* SET PROBLEM *
Return every line of the material below that contains the string "tree". Letter case counts.

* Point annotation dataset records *
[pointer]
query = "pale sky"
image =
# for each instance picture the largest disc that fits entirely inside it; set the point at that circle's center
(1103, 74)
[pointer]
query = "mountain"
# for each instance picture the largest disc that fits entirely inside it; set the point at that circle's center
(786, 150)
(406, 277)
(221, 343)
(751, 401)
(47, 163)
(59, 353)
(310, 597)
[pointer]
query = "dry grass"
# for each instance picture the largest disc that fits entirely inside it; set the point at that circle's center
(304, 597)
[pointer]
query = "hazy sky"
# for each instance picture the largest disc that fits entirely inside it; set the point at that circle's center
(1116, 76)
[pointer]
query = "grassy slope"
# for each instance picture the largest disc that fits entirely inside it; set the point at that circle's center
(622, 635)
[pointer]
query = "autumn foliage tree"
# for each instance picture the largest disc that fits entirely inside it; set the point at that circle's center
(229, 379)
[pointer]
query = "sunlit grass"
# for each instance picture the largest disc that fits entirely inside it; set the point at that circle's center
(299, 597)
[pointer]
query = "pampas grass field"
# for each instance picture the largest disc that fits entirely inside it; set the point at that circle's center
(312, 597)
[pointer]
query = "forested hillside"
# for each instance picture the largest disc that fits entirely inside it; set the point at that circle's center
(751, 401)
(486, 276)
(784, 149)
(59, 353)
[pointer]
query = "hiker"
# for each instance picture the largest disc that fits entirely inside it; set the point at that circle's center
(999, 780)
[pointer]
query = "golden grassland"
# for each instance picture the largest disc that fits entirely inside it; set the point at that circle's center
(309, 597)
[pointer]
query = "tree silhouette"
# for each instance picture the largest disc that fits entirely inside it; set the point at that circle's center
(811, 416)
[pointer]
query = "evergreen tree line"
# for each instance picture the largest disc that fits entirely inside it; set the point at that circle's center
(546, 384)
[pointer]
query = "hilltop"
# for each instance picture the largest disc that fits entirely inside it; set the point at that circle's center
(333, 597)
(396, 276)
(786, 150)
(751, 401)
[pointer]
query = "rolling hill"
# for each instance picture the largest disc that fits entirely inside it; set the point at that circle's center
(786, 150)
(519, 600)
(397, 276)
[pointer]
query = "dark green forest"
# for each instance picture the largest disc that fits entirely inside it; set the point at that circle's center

* RESULT OF THE EXERCISE *
query = "autumn foliage tree"
query = "tree silhouette"
query = "evergreen tree line"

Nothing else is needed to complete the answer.